◆ **REQUIREMENT**: Continue the passage below on how search engines build their listings, starting right after its last sentence.

◆ **PROVIDED PASSAGE**:
Search engines are one of the primary ways that
Internet users find web sites. That's why a web site with good
search engine listings may see a dramatic increase in traffic
everyone wants those good listings. Unfortunately, many web sites
appear poorly in search engine rankings or may not be listed at all
because they fail to consider how search engines work. Let’s go
forward and explore first the two major ways search engines get
their listings, and then see how search engine optimization can
especially help with crawler-based search engines.
Information on this page has been drawn from the help pages of each
search engine, along with knowledge gained from articles, reviews,
books, independent research, tips from others and additional
information received directly from the various search engines.
The term "search engine" is often used generically to describe both
crawler-based search engines and human-powered directories. These
two types of search engines gather their listings in radically
different ways.
Crawler-Based Search Engines
Crawler-based search engines, such as Google, create their listings
automatically. They "crawl" or "spider" the web, then people search
through what they have found. If you change your web pages,
crawler-based search engines eventually find these changes, and that
can affect how you are listed. Page titles, body copy and other
elements all play a role.
Human-Powered Directories
A human-powered directory, such as the Open Directory, depends
on humans for its listings. You submit a short description to the
directory for your entire site, or editors write one for sites they
review. A search looks for matches only in the descriptions
submitted. Changing your web pages has no effect on your listing.
Things that are useful for improving a listing with a search engine
have nothing to do with improving a listing in a directory. The only
exception is that a good site, with good content, might be more
likely to get reviewed for free than a poor site.
"Hybrid Search Engines" Or Mixed Results
In the web's early days, it used to be that a search engine
either presented crawler-based results or human-powered listings.

◆ **STORED RECORDS**:
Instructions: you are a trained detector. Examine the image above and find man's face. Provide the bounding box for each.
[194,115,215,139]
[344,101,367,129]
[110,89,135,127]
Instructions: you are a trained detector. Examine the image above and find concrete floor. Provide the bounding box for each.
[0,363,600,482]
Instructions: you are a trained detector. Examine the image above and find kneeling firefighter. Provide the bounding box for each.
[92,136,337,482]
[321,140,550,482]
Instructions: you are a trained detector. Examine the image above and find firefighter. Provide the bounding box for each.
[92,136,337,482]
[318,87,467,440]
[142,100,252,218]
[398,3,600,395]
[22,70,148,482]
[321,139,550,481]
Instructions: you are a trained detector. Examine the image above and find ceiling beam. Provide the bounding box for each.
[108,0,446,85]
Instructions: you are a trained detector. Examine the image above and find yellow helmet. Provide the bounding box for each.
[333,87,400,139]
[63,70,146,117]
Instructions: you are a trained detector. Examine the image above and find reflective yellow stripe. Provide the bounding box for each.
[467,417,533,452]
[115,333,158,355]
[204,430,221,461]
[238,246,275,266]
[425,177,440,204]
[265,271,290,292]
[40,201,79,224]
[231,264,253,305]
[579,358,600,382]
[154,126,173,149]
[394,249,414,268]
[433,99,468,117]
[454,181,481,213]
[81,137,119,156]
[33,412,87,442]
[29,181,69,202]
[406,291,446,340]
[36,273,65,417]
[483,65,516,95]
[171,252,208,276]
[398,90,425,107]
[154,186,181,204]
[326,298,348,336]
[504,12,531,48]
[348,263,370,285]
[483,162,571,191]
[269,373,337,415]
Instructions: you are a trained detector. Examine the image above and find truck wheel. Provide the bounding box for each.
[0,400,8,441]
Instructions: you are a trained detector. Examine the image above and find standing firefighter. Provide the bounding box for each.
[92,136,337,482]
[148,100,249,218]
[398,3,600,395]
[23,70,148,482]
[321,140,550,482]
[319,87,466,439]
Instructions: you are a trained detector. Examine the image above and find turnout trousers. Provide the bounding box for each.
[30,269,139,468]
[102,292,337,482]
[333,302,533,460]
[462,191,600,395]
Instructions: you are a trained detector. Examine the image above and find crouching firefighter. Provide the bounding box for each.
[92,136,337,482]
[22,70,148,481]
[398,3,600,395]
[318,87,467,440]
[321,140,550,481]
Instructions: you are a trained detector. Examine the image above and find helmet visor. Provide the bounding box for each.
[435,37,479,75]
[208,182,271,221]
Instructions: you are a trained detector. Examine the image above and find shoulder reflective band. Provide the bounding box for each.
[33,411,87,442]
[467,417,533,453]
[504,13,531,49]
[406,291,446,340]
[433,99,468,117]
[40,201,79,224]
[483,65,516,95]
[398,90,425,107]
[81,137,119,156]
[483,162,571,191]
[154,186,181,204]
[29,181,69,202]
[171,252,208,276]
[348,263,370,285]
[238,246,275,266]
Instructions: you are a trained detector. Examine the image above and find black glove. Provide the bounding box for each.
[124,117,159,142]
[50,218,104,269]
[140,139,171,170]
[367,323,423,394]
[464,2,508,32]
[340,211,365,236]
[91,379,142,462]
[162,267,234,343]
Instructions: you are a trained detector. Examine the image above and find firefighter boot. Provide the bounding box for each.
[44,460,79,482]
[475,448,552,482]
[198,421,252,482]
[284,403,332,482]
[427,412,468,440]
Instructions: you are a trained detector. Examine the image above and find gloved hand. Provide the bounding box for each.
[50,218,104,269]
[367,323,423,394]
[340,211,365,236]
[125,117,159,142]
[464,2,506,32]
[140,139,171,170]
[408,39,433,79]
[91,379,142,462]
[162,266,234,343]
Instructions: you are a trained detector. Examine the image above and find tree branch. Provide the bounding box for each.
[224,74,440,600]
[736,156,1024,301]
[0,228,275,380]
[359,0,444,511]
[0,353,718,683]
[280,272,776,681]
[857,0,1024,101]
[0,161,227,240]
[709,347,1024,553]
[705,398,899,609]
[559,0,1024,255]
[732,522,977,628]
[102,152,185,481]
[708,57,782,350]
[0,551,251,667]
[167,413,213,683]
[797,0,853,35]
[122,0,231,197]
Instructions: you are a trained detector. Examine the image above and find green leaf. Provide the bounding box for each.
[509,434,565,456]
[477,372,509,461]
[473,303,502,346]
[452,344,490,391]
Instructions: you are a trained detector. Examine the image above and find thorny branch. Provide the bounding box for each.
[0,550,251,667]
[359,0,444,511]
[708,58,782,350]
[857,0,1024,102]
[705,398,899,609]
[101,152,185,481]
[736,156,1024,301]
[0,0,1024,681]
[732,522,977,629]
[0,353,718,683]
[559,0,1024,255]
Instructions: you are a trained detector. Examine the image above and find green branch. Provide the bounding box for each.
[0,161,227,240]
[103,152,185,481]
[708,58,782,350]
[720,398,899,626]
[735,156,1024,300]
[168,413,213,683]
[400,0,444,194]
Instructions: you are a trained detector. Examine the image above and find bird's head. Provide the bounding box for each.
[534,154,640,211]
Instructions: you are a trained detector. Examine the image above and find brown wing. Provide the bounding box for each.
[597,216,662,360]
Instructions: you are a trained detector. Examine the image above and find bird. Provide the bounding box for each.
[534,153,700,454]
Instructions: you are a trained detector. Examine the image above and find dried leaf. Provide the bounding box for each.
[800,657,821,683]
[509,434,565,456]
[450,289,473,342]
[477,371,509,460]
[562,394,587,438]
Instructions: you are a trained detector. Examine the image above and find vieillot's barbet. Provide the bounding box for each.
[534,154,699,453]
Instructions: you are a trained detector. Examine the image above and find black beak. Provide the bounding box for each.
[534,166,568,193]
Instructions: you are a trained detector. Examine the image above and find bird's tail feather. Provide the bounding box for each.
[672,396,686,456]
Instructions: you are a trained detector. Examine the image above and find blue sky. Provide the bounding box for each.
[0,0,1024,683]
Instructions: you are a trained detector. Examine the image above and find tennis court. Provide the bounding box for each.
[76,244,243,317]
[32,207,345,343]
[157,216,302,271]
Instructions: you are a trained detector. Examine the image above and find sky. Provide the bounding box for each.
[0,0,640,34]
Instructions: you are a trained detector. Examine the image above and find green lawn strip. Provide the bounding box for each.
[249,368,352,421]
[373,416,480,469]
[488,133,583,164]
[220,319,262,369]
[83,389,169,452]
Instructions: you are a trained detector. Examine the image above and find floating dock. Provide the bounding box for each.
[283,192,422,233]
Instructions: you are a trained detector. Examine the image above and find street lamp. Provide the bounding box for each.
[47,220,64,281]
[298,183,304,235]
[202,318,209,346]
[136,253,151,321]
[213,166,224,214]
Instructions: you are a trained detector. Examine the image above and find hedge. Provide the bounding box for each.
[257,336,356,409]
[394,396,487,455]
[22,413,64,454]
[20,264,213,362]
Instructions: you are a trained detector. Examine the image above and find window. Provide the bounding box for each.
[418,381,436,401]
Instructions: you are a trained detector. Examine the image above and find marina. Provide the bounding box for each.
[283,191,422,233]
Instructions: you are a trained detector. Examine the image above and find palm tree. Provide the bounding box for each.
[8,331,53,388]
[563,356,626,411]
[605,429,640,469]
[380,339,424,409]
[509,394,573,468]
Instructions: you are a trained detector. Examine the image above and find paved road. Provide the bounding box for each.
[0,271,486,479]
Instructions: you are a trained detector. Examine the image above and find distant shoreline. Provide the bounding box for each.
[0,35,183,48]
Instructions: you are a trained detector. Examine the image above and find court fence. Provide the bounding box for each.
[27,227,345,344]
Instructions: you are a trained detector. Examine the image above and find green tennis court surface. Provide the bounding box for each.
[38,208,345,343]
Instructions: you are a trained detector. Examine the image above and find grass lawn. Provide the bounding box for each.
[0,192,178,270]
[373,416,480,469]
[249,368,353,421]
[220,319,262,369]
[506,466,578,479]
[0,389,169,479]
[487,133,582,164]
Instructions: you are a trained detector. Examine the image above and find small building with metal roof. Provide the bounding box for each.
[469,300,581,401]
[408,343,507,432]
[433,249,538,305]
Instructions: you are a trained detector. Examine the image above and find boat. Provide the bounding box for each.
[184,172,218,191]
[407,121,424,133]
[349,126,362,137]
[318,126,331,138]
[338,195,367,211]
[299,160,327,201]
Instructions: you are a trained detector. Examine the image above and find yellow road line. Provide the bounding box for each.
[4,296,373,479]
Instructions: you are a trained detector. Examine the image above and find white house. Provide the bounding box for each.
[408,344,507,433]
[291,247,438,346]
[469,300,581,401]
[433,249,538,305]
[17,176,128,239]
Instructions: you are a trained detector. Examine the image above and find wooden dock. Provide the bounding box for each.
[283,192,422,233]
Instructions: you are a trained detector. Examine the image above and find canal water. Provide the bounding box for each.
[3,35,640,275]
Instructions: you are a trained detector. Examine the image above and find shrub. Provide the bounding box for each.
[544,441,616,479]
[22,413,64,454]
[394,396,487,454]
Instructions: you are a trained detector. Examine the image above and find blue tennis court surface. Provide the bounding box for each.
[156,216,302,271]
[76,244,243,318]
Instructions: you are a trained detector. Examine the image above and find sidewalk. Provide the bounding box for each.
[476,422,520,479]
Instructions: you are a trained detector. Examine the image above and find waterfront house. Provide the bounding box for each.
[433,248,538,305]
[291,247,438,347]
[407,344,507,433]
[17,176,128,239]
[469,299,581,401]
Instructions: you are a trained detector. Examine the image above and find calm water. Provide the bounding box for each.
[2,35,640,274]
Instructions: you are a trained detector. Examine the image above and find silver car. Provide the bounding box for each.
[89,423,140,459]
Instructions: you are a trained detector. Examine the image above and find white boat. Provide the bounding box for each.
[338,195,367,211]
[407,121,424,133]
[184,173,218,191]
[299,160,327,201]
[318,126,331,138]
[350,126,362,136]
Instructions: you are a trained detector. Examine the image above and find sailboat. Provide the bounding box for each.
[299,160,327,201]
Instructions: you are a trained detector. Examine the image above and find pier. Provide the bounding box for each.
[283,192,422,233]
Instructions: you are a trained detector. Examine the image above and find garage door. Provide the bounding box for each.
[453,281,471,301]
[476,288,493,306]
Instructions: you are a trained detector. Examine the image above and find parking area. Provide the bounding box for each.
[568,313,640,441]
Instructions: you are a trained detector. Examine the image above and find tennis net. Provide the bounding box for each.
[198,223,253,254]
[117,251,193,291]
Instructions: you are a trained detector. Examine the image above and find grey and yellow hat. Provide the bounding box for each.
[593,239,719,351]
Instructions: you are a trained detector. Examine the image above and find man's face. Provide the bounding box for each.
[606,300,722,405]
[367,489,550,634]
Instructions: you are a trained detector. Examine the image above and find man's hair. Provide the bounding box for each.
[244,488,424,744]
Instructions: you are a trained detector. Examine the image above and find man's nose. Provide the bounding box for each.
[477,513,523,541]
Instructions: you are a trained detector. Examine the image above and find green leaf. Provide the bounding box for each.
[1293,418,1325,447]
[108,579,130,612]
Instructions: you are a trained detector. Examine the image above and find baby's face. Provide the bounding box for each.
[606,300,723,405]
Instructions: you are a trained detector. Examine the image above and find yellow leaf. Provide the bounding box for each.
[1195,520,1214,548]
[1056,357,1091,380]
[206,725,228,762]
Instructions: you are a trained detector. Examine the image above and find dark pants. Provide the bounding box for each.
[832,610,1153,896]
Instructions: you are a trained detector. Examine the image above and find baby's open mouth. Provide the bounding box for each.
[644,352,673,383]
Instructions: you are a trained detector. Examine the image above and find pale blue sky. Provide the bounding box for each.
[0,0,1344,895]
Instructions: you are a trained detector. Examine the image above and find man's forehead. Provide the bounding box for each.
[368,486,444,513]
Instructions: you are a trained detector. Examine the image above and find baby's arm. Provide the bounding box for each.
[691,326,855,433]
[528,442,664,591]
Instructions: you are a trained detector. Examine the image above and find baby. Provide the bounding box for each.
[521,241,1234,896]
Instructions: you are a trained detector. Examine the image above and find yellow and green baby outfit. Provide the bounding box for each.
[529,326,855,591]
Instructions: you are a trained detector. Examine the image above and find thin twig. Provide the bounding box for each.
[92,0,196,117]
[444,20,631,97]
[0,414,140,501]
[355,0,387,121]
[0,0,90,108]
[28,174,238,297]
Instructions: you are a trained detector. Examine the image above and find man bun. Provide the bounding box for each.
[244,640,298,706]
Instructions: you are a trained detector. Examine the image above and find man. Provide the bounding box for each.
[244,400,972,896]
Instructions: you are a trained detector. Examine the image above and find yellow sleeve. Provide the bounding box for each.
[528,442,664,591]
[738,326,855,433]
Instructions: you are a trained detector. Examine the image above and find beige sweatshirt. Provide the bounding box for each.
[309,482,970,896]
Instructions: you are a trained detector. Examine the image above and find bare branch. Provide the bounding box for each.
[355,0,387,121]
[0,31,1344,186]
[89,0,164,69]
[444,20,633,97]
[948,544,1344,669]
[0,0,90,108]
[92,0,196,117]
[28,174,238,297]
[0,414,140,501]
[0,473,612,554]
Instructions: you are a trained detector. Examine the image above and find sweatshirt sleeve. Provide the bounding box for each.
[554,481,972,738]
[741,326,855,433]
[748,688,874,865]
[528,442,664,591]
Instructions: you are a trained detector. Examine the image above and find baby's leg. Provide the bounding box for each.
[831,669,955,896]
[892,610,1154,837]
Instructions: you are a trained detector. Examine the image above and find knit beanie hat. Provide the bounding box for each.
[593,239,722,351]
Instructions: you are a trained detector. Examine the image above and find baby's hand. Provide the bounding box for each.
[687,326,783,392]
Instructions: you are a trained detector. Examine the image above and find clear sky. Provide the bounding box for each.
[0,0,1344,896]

◆ **THE OUTPUT**:
Today, it extremely common for both types of results to be
presented. Usually, a hybrid search engine will favor one type of
listings over another. For example, MSN Search is more likely to
present human-powered listings from LookSmart. However, it does also
present crawler-based results (as provided by Inktomi), especially
for more obscure queries.
The Parts of a Crawler-Based Search Engine
Crawler-based search engines have three major elements. First is the
spider, also called the crawler. The spider visits a web page, reads
it, and then follows links to other pages within the site. This is
what it means when someone refers to a site being "spidered" or
"crawled." The spider returns to the site on a regular basis, such
as every month or two, to look for changes.
Everything the spider finds goes into the second part of the search
engine, the index. The index, sometimes called the catalog, is like
a giant book containing a copy of every web page that the spider
finds. If a web page changes, then this book is updated with new
information.
Sometimes it can take a while for new pages or changes that the
spider finds to be added to the index. Thus, a web page may have
been "spidered" but not yet "indexed." Until it is indexed -- added
to the index -- it is not available to those searching with the
search engine.